» **DATA SHOWN**
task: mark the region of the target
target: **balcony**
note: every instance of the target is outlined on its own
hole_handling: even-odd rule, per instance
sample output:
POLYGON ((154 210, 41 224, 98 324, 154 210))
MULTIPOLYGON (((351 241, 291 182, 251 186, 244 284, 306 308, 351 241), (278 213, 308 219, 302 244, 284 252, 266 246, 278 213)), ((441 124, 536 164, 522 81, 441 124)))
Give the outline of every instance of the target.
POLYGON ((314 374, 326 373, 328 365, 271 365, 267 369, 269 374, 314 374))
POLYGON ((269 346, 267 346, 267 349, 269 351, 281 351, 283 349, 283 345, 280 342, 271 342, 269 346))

» **BRIEF**
Copy every line above word for word, changing nothing.

» **FULL RESPONSE**
task: mark the region of the target
target: **balcony**
note: every instance of the target is outlined on its own
hole_handling: even-odd rule, per instance
sample output:
POLYGON ((154 210, 41 224, 98 324, 154 210))
MULTIPOLYGON (((351 241, 291 182, 251 186, 244 284, 306 308, 351 241), (278 213, 308 219, 302 244, 284 252, 266 246, 278 213)), ((441 124, 536 164, 522 81, 441 124)))
Give the outline of every instance of the target.
POLYGON ((314 374, 326 373, 328 365, 271 365, 267 369, 269 374, 314 374))
POLYGON ((269 346, 267 346, 267 349, 269 351, 281 351, 283 349, 283 345, 280 342, 271 342, 269 346))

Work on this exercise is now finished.